*** Opening Provided material ***

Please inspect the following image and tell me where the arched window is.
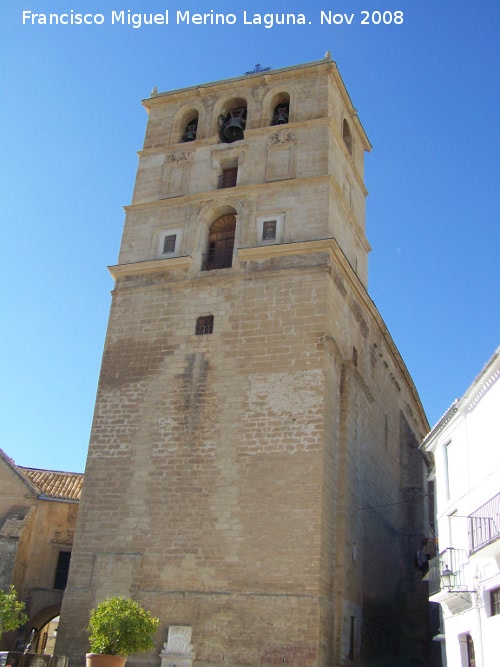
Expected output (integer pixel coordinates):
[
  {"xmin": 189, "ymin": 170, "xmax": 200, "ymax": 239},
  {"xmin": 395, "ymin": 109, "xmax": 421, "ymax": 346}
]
[
  {"xmin": 202, "ymin": 214, "xmax": 236, "ymax": 270},
  {"xmin": 342, "ymin": 119, "xmax": 353, "ymax": 155}
]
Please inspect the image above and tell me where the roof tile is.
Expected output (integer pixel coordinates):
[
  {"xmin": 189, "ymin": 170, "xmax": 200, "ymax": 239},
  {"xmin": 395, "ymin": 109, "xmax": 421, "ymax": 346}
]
[{"xmin": 18, "ymin": 467, "xmax": 83, "ymax": 501}]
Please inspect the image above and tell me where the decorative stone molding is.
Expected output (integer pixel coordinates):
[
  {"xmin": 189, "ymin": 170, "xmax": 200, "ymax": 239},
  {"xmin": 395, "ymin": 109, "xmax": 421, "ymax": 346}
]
[
  {"xmin": 160, "ymin": 625, "xmax": 195, "ymax": 667},
  {"xmin": 164, "ymin": 151, "xmax": 192, "ymax": 164},
  {"xmin": 211, "ymin": 143, "xmax": 248, "ymax": 170},
  {"xmin": 68, "ymin": 505, "xmax": 78, "ymax": 526},
  {"xmin": 251, "ymin": 84, "xmax": 269, "ymax": 103},
  {"xmin": 266, "ymin": 131, "xmax": 297, "ymax": 181},
  {"xmin": 160, "ymin": 152, "xmax": 193, "ymax": 198},
  {"xmin": 108, "ymin": 256, "xmax": 192, "ymax": 279},
  {"xmin": 269, "ymin": 129, "xmax": 296, "ymax": 145},
  {"xmin": 51, "ymin": 529, "xmax": 74, "ymax": 545},
  {"xmin": 198, "ymin": 91, "xmax": 217, "ymax": 112}
]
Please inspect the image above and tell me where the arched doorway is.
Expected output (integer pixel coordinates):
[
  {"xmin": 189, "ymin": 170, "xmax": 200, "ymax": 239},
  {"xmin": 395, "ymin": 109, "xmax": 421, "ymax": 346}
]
[
  {"xmin": 21, "ymin": 605, "xmax": 61, "ymax": 655},
  {"xmin": 35, "ymin": 615, "xmax": 59, "ymax": 655},
  {"xmin": 203, "ymin": 214, "xmax": 236, "ymax": 270}
]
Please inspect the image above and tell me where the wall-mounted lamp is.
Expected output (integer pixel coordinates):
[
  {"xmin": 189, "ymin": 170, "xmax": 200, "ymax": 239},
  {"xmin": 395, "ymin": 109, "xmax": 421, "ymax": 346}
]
[{"xmin": 441, "ymin": 567, "xmax": 455, "ymax": 589}]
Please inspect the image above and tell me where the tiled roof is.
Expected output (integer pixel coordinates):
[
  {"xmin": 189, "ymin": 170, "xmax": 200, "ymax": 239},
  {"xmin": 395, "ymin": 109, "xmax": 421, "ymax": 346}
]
[{"xmin": 18, "ymin": 467, "xmax": 83, "ymax": 501}]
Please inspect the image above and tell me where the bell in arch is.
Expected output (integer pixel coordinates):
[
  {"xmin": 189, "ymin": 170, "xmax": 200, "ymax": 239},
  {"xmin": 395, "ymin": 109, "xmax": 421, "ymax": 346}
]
[
  {"xmin": 181, "ymin": 118, "xmax": 198, "ymax": 142},
  {"xmin": 221, "ymin": 107, "xmax": 247, "ymax": 142},
  {"xmin": 272, "ymin": 104, "xmax": 289, "ymax": 126}
]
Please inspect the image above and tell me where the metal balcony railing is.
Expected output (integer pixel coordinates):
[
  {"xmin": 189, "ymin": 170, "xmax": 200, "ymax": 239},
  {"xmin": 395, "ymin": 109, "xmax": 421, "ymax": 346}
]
[
  {"xmin": 428, "ymin": 547, "xmax": 470, "ymax": 596},
  {"xmin": 468, "ymin": 492, "xmax": 500, "ymax": 554},
  {"xmin": 201, "ymin": 250, "xmax": 233, "ymax": 271}
]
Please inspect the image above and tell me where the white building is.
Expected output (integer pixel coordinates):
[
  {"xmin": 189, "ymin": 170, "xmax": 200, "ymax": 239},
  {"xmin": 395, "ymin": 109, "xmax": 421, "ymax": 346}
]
[{"xmin": 422, "ymin": 347, "xmax": 500, "ymax": 667}]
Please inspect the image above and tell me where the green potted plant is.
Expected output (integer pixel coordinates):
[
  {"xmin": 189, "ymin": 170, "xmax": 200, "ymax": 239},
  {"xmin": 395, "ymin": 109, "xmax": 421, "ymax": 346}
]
[
  {"xmin": 87, "ymin": 597, "xmax": 159, "ymax": 667},
  {"xmin": 0, "ymin": 586, "xmax": 27, "ymax": 638}
]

*** Closing Provided material ***

*Exercise details:*
List each line of the entries that holds the string "inspect".

*Exercise response:*
Please inspect the following image and tell me where the arched window is.
Please inspect the image above and tell me where the roof tile is.
Please inspect the image above and tell me where the decorative stone molding is.
Please inspect the image above and tell me where the arched doorway is.
Please inspect the image above and tell me where the wall-mounted lamp is.
Please inspect the image above and tell me where the tiled roof is.
Please inspect the image above and tell me where the bell in arch is.
Please inspect the image above and tell me where the metal balcony railing is.
Please inspect the image above and tell me where the white building is.
Please inspect the image above and tell me where the green potted plant is.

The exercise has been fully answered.